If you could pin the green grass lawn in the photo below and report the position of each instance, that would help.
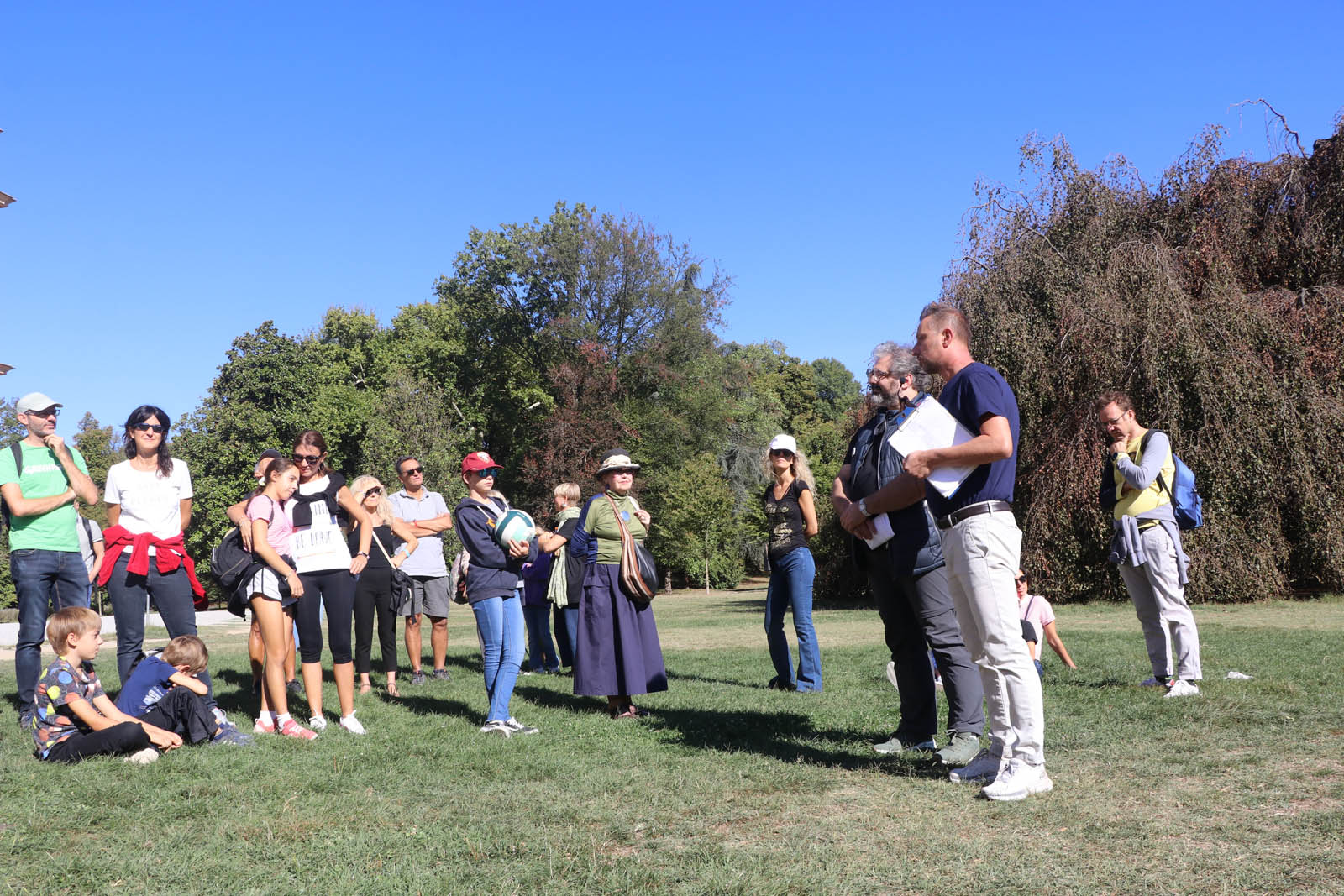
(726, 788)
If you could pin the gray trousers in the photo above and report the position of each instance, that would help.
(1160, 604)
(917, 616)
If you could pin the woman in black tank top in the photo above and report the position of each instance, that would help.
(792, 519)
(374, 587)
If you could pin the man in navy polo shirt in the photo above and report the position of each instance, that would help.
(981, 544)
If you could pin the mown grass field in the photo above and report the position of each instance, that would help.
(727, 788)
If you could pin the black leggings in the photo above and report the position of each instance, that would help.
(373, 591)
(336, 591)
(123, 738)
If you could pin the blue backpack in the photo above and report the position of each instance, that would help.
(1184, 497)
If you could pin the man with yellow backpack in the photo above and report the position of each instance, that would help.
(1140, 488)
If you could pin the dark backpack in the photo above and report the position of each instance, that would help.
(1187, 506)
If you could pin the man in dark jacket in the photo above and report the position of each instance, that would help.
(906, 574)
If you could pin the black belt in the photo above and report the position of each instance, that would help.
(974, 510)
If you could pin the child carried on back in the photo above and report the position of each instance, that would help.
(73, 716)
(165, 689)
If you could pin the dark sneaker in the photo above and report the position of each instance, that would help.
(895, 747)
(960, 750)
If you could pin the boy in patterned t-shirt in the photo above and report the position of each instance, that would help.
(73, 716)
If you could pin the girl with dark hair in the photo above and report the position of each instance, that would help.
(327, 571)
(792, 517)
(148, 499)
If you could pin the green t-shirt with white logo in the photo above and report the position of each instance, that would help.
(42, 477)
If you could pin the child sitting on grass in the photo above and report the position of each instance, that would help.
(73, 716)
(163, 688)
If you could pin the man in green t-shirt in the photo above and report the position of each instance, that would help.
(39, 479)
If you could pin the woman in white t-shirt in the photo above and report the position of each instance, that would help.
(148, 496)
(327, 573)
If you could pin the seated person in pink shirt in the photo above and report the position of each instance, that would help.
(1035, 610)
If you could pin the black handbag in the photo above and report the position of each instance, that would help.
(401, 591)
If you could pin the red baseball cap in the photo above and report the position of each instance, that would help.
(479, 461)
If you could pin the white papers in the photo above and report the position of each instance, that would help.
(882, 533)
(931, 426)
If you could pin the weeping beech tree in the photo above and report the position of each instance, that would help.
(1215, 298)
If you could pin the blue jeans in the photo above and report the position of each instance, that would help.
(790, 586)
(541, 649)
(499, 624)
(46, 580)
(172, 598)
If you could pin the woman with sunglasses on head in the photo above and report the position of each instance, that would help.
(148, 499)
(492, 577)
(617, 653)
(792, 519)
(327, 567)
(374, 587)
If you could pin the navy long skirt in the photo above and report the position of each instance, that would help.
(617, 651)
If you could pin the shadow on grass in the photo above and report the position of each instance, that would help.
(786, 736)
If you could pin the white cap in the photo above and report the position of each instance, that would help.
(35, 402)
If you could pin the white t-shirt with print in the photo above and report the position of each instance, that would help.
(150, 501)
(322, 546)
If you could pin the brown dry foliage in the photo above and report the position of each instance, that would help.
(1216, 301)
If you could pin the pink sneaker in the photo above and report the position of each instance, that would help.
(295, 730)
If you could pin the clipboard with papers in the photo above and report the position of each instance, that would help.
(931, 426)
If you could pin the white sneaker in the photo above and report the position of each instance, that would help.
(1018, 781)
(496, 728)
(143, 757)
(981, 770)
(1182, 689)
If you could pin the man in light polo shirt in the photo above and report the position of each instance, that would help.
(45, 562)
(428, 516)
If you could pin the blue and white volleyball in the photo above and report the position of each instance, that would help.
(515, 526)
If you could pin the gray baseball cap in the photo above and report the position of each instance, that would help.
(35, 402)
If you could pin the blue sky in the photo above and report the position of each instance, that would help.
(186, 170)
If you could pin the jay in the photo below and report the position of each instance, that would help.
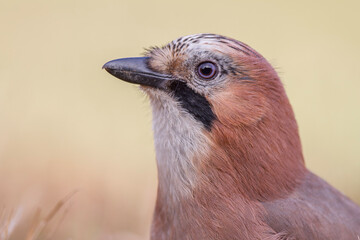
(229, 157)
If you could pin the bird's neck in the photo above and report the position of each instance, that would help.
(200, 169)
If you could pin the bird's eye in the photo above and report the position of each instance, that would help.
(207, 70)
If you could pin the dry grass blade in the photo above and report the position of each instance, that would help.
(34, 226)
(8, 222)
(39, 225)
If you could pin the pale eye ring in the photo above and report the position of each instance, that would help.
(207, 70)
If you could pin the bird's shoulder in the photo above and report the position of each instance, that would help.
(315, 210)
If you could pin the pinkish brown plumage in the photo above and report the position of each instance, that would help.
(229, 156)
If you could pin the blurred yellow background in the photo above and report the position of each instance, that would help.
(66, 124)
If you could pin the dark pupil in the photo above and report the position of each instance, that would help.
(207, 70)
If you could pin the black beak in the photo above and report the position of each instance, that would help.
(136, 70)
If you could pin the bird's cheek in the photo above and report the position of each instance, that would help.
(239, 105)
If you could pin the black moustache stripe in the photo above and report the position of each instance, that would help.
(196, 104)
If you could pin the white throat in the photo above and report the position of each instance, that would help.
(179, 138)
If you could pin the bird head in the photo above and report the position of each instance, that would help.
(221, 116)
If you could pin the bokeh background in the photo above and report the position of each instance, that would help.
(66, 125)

---

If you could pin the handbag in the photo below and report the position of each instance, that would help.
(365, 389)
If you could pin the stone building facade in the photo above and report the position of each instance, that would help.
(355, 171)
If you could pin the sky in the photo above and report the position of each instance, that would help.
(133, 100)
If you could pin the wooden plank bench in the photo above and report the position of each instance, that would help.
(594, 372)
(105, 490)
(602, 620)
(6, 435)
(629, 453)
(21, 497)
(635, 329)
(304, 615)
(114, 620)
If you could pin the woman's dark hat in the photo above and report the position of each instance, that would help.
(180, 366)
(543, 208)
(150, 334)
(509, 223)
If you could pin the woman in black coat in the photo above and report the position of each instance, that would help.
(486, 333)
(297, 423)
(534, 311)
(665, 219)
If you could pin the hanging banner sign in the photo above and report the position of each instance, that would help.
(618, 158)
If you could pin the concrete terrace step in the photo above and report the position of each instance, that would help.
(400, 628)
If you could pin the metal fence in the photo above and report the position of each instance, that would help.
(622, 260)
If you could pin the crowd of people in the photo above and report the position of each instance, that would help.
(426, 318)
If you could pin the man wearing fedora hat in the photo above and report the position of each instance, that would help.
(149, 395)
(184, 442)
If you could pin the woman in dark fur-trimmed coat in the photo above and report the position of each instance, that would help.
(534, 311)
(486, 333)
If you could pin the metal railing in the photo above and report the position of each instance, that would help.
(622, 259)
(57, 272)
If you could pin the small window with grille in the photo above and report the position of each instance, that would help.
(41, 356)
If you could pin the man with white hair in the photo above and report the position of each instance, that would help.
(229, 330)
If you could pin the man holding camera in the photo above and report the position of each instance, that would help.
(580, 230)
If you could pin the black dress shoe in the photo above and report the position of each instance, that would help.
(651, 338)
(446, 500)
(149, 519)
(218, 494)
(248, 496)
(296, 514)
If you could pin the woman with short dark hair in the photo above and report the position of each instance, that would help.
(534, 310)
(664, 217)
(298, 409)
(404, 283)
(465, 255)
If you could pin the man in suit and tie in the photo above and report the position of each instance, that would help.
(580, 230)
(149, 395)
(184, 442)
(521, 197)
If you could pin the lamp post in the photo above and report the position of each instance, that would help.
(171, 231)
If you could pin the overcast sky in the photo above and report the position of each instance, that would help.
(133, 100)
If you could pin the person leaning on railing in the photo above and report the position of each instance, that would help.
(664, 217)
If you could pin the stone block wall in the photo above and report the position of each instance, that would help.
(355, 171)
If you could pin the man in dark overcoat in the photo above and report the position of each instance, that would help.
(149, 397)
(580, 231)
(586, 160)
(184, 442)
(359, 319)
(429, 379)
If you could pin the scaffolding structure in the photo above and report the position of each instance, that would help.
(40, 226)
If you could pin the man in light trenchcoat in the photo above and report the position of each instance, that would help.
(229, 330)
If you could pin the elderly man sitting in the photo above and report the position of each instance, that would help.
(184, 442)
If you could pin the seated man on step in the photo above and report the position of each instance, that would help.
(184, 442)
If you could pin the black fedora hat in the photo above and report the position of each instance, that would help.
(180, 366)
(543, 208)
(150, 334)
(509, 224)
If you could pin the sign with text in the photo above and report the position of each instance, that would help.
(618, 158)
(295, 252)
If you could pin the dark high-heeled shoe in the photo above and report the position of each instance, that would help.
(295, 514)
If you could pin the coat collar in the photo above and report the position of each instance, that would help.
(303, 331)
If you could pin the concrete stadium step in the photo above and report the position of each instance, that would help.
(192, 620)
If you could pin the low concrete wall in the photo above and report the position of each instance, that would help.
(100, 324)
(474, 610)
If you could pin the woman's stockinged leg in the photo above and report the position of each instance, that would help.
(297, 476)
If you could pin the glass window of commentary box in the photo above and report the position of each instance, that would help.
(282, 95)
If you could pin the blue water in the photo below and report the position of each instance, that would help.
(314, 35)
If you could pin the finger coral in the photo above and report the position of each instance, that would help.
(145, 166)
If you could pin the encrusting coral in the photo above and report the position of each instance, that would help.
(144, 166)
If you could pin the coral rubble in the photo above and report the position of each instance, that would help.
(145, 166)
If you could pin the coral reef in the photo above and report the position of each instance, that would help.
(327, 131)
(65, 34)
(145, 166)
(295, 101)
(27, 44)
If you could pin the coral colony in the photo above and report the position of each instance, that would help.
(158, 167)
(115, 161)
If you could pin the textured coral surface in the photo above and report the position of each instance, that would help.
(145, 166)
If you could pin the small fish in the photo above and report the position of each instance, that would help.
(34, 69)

--

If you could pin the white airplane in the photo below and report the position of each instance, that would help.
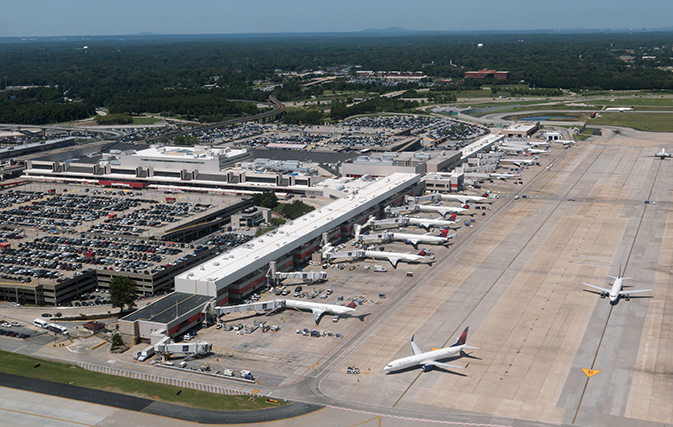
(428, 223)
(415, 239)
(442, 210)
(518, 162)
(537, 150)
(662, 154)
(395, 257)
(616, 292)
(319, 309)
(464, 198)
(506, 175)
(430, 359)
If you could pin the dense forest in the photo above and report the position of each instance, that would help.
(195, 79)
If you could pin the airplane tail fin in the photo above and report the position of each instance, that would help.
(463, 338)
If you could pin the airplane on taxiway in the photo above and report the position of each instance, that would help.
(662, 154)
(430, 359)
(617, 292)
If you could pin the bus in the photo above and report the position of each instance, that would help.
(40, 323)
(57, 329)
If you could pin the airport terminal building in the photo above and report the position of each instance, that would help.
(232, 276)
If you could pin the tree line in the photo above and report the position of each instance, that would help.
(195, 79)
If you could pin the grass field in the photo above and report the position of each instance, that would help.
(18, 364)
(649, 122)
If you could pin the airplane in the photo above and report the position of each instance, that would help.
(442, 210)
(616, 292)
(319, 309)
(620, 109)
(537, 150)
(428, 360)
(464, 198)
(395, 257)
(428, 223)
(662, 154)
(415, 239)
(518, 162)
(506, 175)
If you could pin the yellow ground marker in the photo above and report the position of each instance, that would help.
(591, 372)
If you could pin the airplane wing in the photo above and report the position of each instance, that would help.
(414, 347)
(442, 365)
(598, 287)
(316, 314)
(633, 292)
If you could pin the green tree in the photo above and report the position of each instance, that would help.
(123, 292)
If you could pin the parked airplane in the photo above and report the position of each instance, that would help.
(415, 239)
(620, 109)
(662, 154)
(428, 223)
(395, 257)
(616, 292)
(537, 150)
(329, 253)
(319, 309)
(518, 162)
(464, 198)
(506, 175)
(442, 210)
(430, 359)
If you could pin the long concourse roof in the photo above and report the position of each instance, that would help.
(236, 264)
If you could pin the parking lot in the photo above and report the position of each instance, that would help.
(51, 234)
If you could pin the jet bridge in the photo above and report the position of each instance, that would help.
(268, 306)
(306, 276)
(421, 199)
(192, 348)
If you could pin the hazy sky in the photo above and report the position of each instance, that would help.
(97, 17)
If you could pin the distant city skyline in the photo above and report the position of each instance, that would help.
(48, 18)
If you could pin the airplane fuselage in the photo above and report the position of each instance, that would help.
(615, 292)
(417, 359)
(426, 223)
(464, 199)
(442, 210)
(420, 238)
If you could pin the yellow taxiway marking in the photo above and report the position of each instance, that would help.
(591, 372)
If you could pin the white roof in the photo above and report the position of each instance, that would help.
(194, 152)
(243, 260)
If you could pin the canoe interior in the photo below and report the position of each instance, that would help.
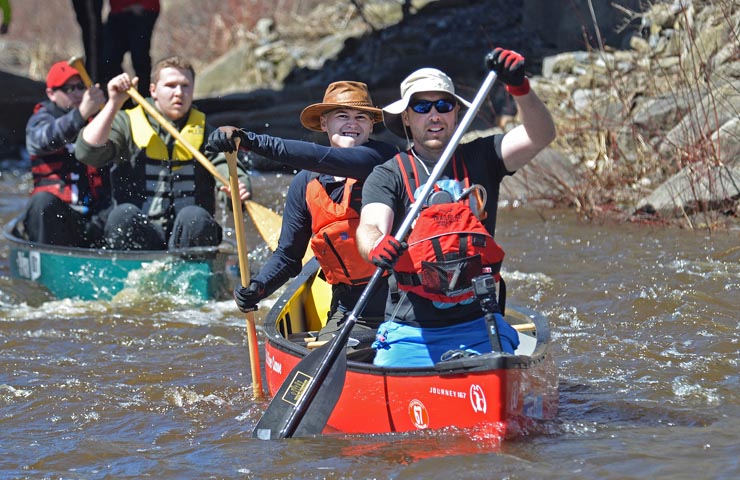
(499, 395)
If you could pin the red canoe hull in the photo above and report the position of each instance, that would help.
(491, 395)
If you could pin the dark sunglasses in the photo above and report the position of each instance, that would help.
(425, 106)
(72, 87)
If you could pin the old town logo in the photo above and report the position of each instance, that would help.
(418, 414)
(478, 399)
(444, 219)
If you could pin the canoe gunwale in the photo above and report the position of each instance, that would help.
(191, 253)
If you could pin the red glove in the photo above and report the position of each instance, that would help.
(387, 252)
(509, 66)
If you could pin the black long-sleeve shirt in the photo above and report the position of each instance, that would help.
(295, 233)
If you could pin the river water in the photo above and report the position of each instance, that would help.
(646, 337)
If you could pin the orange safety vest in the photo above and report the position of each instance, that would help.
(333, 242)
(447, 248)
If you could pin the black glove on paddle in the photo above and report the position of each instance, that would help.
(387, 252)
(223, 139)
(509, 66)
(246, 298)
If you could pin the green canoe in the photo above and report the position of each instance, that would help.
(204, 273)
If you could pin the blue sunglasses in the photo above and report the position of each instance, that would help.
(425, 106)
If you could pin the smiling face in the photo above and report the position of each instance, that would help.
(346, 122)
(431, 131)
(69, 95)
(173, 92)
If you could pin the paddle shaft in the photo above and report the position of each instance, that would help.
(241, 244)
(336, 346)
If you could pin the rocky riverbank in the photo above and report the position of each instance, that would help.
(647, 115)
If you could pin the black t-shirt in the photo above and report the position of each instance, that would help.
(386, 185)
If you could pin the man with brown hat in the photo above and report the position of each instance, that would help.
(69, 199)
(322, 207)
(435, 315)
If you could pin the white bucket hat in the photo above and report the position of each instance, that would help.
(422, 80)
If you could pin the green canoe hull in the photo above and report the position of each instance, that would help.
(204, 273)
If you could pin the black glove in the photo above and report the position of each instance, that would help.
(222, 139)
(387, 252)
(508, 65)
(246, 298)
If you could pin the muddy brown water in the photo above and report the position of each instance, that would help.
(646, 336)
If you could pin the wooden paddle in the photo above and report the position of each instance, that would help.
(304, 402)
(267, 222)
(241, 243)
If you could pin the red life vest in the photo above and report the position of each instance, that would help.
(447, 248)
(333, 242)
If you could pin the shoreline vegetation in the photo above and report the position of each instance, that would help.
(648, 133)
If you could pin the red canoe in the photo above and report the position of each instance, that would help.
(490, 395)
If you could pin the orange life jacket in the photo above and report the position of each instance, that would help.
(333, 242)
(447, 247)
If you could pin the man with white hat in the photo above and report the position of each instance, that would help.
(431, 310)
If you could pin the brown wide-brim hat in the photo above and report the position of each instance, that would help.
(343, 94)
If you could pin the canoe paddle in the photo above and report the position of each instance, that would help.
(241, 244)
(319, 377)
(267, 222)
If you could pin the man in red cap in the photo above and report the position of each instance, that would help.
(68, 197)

--- EXERCISE ---
List in full every row above that contains the string "dark". Letter case must match.

--- TASK SOLUTION ---
If you could pin the dark backpack in the photo above and report the position of each instance, that would help.
If you could pin the man in dark jacket in the photo above and report the position of each instance, that would help.
If you could pin the dark sneaker in the photo above and report the position of each instance, that would help.
If you could pin the girl with dark hair in the photo above and report the position of each instance, that would help.
If you could pin the dark pupil in the photo above and report the position of each instance, that would help.
If you could pin the woman's dark hat in the photo above and report the position of each instance, that would help.
If you could pin the woman in dark fur-trimmed coat in the photo above and report the position of each instance, that would help.
If you could pin the woman with short dark hair in the photo above and report the position of each instance, that would help.
If you could pin the man in dark overcoat in the photo above and report the position of each instance, that would help.
If you could pin the dark high-heeled shoe in the photo above and report the position of each instance, that would help.
If you could pin the dark sunglasses in the photo above and report the position of each instance, that would help.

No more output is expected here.